▶ **Supplied information**:
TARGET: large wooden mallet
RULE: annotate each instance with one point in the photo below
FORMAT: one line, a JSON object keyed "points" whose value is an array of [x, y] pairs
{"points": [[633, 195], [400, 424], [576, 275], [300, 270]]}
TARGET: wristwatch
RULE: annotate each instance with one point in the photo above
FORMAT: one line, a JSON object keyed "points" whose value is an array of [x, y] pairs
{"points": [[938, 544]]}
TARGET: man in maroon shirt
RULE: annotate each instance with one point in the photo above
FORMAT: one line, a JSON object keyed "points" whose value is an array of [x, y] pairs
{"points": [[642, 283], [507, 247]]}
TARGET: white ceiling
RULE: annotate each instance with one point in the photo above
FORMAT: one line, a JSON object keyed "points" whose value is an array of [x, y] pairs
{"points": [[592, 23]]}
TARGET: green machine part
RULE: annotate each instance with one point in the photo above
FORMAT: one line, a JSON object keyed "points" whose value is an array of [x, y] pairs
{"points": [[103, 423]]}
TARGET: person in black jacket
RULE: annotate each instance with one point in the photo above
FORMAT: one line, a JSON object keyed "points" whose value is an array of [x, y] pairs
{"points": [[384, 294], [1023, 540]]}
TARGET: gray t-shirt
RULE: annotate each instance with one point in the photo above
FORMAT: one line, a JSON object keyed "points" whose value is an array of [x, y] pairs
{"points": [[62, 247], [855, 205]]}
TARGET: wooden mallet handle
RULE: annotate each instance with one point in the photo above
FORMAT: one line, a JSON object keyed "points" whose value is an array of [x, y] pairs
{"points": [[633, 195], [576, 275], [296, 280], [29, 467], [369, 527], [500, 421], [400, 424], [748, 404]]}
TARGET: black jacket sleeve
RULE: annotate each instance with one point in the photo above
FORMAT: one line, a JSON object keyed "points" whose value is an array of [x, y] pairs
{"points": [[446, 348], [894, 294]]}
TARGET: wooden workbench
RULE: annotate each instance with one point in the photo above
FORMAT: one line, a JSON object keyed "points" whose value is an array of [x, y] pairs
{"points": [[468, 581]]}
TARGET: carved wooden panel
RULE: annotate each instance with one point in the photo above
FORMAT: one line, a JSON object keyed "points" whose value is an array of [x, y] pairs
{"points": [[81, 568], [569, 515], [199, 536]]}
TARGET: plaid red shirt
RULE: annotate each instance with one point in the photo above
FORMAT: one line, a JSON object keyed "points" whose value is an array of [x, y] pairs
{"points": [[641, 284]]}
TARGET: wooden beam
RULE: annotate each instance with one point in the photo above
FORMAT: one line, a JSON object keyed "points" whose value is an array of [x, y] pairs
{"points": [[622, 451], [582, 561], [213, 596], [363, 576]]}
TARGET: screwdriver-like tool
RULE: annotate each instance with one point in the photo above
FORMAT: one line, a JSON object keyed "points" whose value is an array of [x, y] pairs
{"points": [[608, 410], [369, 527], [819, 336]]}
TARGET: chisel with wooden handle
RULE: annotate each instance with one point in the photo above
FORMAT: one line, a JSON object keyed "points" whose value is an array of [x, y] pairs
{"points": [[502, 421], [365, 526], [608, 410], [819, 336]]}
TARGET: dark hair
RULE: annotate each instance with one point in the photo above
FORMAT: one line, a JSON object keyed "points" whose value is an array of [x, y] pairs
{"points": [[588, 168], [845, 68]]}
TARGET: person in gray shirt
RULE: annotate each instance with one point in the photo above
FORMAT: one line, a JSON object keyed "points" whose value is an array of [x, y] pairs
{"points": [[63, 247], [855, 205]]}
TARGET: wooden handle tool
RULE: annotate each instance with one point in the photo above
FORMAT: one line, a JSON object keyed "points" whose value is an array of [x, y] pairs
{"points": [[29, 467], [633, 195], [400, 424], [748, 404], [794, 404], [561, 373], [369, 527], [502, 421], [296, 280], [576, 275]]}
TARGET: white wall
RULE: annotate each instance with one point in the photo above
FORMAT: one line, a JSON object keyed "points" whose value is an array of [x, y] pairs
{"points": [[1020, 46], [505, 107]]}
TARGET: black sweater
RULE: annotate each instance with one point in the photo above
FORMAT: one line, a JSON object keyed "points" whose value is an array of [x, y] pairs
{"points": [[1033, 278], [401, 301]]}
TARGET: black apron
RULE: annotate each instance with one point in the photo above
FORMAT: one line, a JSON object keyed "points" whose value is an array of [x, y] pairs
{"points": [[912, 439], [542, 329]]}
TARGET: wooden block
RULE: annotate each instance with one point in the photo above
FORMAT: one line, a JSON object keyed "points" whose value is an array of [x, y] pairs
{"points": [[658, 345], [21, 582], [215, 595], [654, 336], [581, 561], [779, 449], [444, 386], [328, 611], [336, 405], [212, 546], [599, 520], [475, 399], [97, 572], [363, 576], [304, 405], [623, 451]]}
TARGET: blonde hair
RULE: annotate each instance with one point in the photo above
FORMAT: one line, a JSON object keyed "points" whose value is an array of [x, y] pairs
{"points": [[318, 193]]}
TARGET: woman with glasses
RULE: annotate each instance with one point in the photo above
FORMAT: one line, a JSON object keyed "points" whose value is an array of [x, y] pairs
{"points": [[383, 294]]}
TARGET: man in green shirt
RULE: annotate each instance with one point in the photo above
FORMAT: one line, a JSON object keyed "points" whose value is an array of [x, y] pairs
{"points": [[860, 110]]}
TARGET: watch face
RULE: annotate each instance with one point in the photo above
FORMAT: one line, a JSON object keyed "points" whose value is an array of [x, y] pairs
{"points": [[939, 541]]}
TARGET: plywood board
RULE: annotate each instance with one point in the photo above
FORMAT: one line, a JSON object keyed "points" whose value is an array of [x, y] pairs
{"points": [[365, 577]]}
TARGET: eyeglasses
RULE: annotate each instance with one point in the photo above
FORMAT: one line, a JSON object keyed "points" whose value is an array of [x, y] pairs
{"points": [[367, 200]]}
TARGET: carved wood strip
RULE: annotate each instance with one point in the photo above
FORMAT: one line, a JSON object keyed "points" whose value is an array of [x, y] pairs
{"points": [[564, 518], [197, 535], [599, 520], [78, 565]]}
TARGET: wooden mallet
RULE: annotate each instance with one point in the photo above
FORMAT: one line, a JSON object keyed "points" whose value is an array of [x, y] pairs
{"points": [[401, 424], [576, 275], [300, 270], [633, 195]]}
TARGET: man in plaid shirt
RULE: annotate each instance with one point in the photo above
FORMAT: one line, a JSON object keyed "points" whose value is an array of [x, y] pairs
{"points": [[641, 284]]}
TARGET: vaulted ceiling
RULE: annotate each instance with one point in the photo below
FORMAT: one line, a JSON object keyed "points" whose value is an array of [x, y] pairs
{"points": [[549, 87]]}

▶ **About this exercise**: Pull every line with the string "white" out of the material.

▶ **Answer section**:
TARGET: white ceiling
TARGET: white wall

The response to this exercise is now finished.